[Object position labeling entries]
----

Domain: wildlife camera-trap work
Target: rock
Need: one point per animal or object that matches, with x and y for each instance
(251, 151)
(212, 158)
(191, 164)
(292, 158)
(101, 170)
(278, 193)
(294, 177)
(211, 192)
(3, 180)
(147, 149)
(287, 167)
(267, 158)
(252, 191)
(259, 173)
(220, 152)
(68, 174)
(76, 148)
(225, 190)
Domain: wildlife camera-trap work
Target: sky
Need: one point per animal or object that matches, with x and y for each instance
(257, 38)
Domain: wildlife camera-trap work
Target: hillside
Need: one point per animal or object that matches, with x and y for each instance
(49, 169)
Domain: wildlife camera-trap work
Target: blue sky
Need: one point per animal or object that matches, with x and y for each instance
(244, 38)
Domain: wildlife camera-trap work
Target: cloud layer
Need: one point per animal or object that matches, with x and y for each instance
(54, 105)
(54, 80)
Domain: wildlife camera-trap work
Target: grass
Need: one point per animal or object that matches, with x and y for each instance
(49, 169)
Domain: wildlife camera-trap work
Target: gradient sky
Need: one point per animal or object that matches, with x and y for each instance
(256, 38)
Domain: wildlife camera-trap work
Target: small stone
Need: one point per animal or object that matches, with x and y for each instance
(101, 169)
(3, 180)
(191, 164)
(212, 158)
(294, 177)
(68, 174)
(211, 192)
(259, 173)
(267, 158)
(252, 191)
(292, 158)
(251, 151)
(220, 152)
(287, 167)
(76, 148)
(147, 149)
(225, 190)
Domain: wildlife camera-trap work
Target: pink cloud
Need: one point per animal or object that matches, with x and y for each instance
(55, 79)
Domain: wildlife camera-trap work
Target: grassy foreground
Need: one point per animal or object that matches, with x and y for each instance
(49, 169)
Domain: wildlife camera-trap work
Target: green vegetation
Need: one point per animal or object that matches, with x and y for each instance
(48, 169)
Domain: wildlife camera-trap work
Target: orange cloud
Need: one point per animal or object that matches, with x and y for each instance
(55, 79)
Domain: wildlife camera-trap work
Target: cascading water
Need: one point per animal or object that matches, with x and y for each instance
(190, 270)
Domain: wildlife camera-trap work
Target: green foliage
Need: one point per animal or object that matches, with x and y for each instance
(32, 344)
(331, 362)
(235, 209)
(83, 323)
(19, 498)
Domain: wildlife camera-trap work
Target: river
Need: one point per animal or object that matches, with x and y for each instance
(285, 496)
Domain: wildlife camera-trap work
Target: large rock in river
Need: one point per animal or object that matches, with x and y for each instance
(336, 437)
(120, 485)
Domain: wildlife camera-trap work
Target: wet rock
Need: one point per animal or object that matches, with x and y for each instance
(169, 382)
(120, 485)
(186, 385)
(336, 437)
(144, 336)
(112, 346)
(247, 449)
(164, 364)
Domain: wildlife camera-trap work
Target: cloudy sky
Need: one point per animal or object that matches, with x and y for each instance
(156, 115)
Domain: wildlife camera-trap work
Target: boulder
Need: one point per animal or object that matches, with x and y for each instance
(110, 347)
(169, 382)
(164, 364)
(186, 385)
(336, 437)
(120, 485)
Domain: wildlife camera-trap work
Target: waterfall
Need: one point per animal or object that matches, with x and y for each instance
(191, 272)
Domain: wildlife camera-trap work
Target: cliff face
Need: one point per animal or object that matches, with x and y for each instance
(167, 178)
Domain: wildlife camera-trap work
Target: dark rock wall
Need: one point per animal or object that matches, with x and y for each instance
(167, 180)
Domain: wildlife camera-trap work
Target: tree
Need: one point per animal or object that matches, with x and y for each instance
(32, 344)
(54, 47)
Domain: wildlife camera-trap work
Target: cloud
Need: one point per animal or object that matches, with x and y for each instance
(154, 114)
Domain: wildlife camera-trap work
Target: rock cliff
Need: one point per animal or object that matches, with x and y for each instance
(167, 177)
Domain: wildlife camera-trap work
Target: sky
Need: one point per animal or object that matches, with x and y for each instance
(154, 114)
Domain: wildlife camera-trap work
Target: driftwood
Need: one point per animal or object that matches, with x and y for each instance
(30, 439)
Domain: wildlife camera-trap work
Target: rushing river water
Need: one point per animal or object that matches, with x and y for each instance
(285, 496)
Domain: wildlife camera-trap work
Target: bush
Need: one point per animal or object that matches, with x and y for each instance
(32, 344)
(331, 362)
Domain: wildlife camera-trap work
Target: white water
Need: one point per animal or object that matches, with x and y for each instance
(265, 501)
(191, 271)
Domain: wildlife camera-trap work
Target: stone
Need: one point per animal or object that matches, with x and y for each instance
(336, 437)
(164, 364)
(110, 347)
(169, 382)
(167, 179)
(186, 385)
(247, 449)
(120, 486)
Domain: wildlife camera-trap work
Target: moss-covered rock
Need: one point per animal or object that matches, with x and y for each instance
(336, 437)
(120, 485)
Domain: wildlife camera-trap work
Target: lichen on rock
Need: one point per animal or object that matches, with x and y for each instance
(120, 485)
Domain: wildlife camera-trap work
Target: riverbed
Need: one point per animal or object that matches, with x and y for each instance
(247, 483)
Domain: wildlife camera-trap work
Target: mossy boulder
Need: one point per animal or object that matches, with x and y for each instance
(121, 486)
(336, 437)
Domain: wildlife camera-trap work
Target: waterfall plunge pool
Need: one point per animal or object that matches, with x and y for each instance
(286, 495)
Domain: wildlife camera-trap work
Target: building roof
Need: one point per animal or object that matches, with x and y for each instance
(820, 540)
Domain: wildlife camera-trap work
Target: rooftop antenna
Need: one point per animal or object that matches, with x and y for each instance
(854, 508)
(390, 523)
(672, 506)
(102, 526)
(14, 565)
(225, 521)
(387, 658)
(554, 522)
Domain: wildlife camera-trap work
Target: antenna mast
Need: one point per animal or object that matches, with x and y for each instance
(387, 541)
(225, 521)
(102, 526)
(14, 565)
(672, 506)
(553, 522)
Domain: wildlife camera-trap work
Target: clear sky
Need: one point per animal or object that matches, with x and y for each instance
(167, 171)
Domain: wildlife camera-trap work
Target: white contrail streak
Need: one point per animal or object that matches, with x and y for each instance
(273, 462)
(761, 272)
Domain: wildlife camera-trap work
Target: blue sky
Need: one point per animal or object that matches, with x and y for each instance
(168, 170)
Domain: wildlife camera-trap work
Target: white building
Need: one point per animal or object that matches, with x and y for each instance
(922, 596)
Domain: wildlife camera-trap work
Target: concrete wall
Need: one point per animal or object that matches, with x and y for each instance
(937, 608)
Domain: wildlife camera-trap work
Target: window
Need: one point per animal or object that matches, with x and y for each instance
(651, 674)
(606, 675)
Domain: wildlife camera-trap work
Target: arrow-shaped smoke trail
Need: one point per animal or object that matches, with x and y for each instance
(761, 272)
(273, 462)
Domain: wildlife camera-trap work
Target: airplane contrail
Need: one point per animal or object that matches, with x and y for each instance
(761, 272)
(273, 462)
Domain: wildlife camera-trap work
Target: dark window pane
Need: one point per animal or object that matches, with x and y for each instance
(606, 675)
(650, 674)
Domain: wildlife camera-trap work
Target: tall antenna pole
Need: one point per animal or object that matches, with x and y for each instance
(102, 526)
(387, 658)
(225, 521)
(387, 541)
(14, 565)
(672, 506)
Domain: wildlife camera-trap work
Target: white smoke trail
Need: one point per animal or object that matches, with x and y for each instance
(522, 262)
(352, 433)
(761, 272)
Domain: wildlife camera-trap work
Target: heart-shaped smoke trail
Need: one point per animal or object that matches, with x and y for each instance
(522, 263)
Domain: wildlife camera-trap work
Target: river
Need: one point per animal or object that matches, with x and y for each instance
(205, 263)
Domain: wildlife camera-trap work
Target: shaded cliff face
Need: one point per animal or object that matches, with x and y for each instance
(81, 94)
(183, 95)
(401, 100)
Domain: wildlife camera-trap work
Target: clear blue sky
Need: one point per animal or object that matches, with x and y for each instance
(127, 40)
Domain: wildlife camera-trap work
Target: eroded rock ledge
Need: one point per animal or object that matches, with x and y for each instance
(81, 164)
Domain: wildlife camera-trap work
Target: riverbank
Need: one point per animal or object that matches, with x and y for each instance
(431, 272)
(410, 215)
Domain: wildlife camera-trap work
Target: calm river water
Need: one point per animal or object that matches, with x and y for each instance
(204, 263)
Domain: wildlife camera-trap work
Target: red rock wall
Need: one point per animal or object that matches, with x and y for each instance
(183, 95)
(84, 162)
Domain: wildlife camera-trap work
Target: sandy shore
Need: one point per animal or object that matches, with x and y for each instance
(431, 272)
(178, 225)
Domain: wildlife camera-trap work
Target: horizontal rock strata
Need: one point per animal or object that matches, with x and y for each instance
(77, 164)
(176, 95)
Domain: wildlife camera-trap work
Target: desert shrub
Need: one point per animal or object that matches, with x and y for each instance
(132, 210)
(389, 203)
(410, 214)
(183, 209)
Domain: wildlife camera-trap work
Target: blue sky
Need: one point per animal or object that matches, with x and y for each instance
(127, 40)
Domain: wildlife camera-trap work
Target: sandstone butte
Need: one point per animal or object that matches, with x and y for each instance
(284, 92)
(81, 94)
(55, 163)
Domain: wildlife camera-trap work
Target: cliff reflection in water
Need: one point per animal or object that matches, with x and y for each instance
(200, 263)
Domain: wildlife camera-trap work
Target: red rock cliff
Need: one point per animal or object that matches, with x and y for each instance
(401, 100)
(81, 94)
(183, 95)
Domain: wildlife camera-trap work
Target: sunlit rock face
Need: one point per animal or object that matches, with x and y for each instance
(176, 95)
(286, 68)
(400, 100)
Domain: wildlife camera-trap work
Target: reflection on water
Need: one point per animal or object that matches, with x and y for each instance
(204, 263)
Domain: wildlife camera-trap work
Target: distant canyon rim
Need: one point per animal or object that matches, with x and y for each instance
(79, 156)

----

**The exercise:** Please state how many lines in the data above contain the word "green". Reply with the number alone.

**Solution to the problem:** 2